■ Document segment:
◆ ◆ ◆
Thursday, March 15, 2018

...Results...

It's been over a year since our last update.  We've had several doctor appointments since then.  The healing process has been long so we've just been taking things a day at a time and trying to live life as normal as possible.  Last week we had yet another appointment at U of U and walked away with some tough news.  None of the information was shocking or unexpected yet it was still hard to hear.  The purpose of this whole process was to restore hearing and that was unsuccessful.  It's frustrating and heart breaking.  Several surgeries, appointments and followups not to mention the thousands of dollars we've spent was all for not.

The inner ear refuses to heal.  Dr. Shelton compared it to trying to do a skin graft in the mouth - it's too moist to heal.  We've tried everything from creams & antibiotics to expanding ear plugs to cauterization & everything in between yet the ear canal continues to get smaller and smaller at every appointment.  After 15 months we've concluded that it's probably not going to heal in the way we had hoped so the doctor gave us three options:
1. Re-do the surgery of the inner ear.  50/50 chance that we would see different results.  (I would happily go this route but I worry that if it doesn't heal again then we've created more scar tissue making it more difficult for any changes in the future)
2. Surgically implant the Baha (hearing aid) to give some hearing and go on with life as usual. (The very same surgery that we planned to do before we started this whole process - a step backwards)
3. Do nothing and wait for technology to continue to develop. (a high percentage of children with unilateral hearing loss have to repeat a grade because they miss a lot of what is said because they have a hard time filtering background noise, often they are concentrating so hard on hearing the sounds that they miss the actual lesson the teacher is giving)
◆ ◆ ◆
■ Available data:
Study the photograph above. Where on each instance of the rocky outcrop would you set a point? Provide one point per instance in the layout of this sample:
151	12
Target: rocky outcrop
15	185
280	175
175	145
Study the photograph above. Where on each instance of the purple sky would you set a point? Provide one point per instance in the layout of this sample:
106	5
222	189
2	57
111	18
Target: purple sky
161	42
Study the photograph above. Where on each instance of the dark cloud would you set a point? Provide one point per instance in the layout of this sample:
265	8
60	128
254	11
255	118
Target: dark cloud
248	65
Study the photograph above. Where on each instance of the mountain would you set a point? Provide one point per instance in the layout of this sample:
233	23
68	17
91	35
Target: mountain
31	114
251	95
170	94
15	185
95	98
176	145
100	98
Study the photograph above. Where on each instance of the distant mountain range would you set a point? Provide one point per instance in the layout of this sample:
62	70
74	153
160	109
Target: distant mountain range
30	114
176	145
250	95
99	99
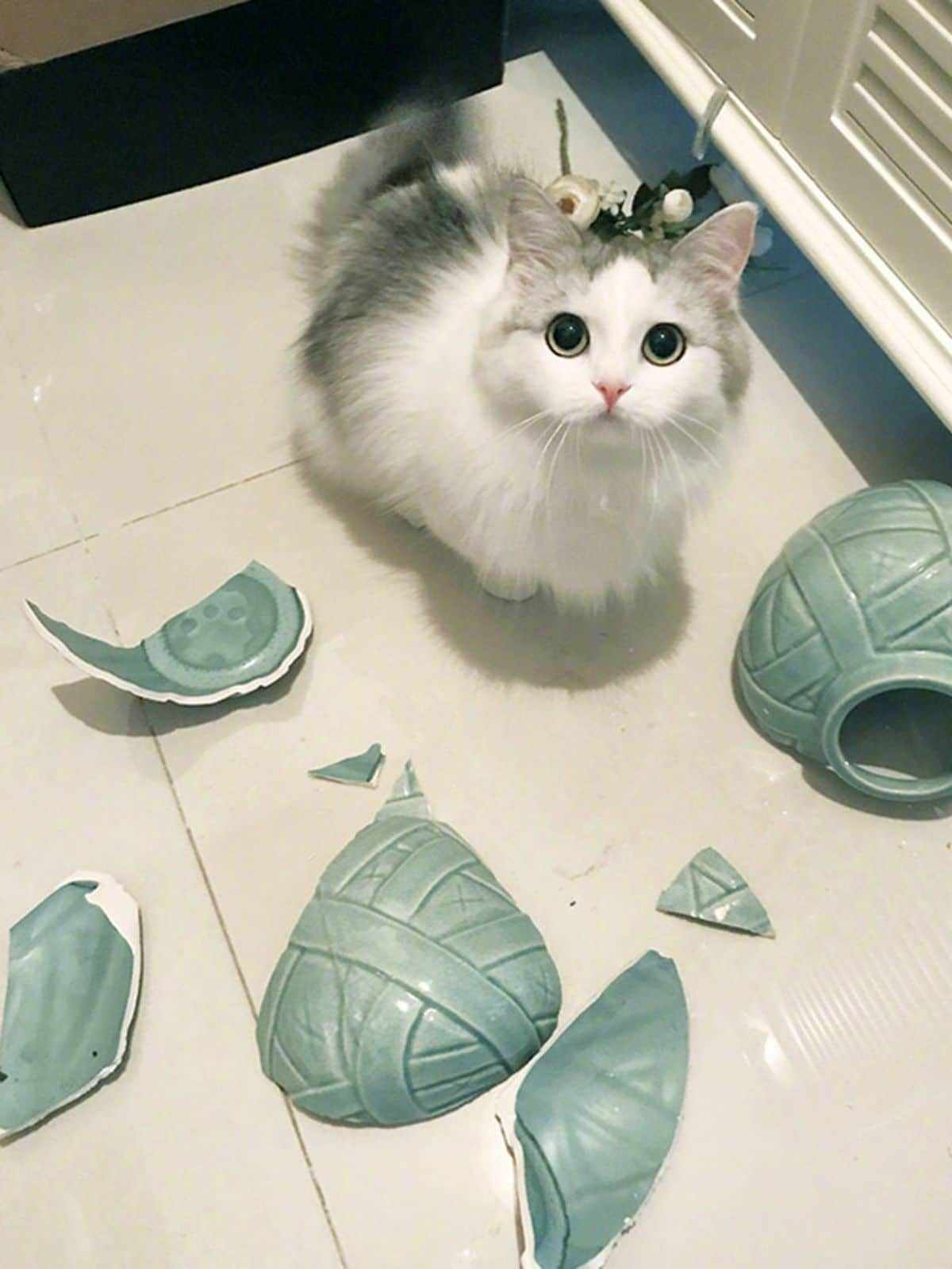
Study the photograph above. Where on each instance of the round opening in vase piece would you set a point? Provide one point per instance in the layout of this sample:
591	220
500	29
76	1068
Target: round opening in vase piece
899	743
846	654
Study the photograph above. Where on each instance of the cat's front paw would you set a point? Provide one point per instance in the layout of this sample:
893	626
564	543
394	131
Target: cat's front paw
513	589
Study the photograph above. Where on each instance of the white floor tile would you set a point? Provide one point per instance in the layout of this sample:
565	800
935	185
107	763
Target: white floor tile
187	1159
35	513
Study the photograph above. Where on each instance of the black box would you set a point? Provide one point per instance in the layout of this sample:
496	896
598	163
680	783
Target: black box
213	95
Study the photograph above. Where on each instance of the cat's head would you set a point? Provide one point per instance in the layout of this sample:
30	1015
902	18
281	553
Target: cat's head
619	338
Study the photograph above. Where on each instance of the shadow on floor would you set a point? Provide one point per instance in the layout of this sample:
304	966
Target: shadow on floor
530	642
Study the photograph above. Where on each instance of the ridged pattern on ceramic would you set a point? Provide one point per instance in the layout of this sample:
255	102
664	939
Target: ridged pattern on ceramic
◆ ◆ ◆
■ Task requirements:
1. Output the part of the hearing update between "Thursday, March 15, 2018" and "all for not.", inclusive.
2. Answer these questions from the hearing update:
(a) After how many months did the family conclude the ear probably would not heal as hoped?
(b) What did Dr. Shelton compare the inner ear's healing to?
(c) What chance of different results does re-doing the inner ear surgery carry?
The listing is separate material, unrelated to the hearing update.

■ Solutions in order:
1.
Thursday, March 15, 2018

...Results...

It's been over a year since our last update.  We've had several doctor appointments since then.  The healing process has been long so we've just been taking things a day at a time and trying to live life as normal as possible.  Last week we had yet another appointment at U of U and walked away with some tough news.  None of the information was shocking or unexpected yet it was still hard to hear.  The purpose of this whole process was to restore hearing and that was unsuccessful.  It's frustrating and heart breaking.  Several surgeries, appointments and followups not to mention the thousands of dollars we've spent was all for not.

2.
(a) 15 months.
(b) Trying to do a skin graft in the mouth, which is too moist to heal.
(c) A 50/50 chance.